Document segment —
------------------------------------------------
Ryberg. I was strongly against people chanting "Goldberg" when Ryback debuted several years ago, but now it's his and wwes fault. WWE sanctioned his gear change, cant believe they didn't realize what will happen.

BeckPlex City. The one outside the ring was tough. 

Charlottes perfomance in a match against some jobber. (I know who Foxy is, but jobber is a word here) 

Miz Reel. Cool. AJ is the most entertaining part of WWE and he's not even receivin a good booking. I'll be really mad if he loses tho. 



I also think that only Daniel Bryan fans could sit through the ending without fast forwarding. I'm not a fan of his (neither a hater) and I wasn't into the segment. ANyway, hope it's not a swerve.


----------



## T0M (Jan 11, 2015)

SlowmanBrains said:


> I'll give you 50 bucks if you can tell me which one is who.


Okay, send me your paypal details


----------



## The Traditionalist (Oct 28, 2015)

SlowmanBrains said:


> I'll give you 50 bucks if you can tell me which one is who.



The Tuque and the bib make it look obvious that WWE is trying to avoid the comparisons, and then they alter his ring attire from the singlet to black trunks? fpalm FAIL.


----------



## SlowmanBrains (Jan 27, 2016)
------------------------------------------------
Dataset records —
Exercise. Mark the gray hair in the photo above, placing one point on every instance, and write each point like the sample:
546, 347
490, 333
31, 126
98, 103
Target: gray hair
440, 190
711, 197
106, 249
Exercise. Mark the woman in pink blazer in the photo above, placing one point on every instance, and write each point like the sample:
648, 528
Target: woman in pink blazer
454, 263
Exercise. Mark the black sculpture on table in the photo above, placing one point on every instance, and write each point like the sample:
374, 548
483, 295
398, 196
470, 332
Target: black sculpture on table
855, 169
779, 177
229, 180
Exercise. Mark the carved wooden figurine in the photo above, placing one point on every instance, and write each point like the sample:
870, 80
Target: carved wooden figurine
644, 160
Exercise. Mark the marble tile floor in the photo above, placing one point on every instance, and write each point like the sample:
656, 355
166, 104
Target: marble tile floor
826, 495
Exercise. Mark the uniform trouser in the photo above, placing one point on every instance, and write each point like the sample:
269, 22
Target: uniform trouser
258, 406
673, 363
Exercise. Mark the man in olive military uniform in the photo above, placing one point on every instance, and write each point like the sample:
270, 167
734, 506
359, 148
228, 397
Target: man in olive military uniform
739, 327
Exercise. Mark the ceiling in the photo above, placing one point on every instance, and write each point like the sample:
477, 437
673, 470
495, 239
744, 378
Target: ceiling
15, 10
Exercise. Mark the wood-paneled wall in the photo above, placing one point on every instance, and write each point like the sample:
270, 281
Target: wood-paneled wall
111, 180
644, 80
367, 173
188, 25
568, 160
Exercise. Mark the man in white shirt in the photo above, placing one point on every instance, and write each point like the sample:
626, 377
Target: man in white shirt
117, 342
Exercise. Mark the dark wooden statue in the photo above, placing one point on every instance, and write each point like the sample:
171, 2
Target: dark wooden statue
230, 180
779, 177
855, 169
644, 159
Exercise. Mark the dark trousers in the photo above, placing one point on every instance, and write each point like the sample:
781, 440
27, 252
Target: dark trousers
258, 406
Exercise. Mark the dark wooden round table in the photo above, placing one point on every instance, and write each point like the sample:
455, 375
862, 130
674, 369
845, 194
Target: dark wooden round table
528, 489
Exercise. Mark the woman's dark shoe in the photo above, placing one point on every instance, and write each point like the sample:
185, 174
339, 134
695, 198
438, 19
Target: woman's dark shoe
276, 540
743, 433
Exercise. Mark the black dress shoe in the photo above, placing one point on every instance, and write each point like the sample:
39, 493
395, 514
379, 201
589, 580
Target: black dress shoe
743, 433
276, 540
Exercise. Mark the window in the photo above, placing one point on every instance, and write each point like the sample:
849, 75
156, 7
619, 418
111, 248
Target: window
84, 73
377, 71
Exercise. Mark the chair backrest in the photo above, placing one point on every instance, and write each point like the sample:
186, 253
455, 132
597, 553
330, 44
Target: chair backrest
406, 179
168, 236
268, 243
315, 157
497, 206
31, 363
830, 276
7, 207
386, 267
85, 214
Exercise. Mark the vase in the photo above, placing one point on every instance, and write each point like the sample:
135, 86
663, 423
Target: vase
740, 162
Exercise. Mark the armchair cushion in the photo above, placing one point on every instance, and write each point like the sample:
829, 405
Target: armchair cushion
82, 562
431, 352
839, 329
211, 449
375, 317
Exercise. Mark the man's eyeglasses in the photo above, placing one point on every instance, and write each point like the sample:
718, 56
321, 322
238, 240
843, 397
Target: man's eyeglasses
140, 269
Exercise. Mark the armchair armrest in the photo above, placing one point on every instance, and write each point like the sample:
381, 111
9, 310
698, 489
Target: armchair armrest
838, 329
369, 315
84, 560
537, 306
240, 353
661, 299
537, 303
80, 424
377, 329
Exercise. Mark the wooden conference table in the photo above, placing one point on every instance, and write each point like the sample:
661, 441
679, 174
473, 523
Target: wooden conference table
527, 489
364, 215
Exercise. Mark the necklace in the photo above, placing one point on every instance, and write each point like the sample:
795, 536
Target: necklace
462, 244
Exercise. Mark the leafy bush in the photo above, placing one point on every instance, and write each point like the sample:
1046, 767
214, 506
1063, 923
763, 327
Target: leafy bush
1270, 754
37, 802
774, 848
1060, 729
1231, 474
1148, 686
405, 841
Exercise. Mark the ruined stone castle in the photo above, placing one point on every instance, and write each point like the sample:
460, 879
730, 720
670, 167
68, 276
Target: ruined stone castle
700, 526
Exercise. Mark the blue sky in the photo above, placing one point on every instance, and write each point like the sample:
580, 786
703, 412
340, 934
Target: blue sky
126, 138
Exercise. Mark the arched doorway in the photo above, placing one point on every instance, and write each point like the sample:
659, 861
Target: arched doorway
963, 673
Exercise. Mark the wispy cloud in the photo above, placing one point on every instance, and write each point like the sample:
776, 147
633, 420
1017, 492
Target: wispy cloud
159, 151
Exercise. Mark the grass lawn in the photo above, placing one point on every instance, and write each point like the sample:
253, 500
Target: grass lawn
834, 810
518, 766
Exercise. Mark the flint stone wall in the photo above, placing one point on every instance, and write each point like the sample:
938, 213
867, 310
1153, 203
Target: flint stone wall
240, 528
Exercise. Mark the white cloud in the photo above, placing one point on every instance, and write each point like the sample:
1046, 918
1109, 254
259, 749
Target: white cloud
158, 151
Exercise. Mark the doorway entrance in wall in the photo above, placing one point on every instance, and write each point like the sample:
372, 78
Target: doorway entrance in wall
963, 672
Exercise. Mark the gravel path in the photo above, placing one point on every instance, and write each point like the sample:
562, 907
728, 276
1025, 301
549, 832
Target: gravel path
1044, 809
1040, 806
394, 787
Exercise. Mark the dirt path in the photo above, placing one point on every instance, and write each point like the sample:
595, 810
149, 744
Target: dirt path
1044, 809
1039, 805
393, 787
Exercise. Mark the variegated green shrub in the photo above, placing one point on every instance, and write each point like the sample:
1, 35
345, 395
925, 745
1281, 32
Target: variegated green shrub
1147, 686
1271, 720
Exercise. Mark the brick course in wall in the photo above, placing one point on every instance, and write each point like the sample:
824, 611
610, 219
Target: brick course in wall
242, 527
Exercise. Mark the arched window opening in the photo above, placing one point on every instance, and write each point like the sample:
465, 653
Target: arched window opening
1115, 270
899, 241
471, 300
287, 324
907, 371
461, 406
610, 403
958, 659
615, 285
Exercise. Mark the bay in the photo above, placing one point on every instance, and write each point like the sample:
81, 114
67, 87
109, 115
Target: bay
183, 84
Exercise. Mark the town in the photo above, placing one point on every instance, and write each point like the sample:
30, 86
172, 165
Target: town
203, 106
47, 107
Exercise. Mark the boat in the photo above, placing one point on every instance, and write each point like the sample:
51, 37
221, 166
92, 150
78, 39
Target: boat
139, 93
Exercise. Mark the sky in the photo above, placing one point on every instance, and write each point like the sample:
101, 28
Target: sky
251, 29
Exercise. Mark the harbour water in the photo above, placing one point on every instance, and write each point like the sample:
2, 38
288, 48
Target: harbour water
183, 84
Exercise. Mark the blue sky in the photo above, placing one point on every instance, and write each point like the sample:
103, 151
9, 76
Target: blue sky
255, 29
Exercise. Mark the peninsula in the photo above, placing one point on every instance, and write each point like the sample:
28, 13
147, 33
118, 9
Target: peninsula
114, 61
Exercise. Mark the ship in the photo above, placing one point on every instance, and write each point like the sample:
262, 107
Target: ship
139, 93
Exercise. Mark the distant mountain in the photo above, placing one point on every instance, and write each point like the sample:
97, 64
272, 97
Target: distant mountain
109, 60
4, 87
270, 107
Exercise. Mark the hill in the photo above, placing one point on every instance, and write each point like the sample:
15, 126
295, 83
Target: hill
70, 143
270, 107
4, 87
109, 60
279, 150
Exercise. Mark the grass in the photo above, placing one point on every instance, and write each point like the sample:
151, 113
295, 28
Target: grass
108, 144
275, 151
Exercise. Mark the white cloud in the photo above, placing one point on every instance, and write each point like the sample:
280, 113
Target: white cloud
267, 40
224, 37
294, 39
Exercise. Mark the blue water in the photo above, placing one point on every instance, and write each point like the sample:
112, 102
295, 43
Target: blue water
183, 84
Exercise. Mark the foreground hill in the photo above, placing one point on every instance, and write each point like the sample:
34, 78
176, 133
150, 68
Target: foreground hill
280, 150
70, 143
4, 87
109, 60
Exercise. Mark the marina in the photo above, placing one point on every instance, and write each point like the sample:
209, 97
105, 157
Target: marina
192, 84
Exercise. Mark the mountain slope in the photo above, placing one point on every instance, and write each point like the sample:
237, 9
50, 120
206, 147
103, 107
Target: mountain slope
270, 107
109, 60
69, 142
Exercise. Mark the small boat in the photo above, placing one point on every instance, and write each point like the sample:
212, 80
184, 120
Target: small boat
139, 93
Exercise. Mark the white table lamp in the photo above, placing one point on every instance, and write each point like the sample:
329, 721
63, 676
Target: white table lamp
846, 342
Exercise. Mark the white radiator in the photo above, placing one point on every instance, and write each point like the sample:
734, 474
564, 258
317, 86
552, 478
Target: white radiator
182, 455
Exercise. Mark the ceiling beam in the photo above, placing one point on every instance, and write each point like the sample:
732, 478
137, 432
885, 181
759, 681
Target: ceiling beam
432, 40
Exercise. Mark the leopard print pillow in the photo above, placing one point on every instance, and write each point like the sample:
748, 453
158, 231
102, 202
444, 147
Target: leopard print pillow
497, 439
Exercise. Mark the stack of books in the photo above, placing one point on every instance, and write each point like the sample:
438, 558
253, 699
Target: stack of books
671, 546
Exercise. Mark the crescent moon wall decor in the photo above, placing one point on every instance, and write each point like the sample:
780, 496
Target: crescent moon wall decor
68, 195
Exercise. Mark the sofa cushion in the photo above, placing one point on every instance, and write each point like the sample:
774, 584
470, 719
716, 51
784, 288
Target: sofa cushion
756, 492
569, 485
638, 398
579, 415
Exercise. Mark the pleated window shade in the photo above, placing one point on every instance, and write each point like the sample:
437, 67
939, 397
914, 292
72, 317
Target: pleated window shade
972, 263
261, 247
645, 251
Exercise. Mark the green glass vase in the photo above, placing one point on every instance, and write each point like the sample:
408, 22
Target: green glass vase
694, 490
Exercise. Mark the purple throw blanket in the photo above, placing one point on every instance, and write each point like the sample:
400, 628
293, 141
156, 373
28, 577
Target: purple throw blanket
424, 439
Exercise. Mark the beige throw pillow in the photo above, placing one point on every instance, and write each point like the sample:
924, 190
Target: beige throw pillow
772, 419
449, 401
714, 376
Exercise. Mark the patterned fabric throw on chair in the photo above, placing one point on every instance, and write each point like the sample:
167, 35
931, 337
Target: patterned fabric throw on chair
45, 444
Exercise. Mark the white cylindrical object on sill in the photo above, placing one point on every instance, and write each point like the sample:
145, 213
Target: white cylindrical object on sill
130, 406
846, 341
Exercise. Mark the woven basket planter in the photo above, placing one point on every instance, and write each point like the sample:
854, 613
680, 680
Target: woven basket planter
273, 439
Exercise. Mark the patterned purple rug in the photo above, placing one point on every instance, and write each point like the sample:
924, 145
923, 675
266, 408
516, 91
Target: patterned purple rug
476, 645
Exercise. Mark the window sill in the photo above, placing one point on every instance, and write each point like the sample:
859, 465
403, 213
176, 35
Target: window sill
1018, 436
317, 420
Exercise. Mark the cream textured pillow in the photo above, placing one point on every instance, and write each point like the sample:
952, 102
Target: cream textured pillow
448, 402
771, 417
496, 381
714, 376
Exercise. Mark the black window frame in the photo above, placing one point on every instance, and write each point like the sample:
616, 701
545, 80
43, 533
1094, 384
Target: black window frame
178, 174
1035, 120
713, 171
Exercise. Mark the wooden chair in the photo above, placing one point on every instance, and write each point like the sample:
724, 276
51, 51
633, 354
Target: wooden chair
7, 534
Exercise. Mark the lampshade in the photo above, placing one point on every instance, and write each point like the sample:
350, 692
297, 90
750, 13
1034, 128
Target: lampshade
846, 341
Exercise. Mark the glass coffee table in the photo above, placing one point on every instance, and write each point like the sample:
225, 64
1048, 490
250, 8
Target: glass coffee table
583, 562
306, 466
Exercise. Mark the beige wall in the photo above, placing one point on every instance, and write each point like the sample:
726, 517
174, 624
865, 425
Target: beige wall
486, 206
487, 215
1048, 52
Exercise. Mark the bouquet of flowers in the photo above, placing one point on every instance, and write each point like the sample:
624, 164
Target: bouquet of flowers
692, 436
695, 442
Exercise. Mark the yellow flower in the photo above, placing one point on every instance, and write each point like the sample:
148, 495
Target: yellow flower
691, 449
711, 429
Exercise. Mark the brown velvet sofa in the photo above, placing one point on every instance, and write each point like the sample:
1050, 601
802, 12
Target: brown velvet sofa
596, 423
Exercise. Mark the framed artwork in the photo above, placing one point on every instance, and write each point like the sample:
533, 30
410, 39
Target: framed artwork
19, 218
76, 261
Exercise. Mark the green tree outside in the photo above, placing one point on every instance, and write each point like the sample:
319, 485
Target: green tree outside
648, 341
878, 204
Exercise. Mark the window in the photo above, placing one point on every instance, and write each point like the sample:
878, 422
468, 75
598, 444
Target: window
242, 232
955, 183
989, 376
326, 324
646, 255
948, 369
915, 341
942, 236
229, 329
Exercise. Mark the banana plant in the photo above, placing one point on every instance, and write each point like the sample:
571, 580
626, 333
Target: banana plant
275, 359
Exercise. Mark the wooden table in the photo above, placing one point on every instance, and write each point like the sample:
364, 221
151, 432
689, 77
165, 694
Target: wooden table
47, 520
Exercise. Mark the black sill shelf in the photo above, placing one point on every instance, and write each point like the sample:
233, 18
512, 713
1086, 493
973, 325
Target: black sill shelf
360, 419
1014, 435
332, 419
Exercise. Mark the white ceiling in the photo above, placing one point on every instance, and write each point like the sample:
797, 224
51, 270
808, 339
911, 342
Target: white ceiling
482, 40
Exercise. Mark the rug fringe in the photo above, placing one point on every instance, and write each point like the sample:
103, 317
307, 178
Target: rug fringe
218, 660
------------------------------------------------
Exercise prompt — Repeat the passage of the wrestling forum thread above word for word, starting at "Ryberg. I was" and ending at "ring was tough.".

Finished exercise —
Ryberg. I was strongly against people chanting "Goldberg" when Ryback debuted several years ago, but now it's his and wwes fault. WWE sanctioned his gear change, cant believe they didn't realize what will happen.

BeckPlex City. The one outside the ring was tough.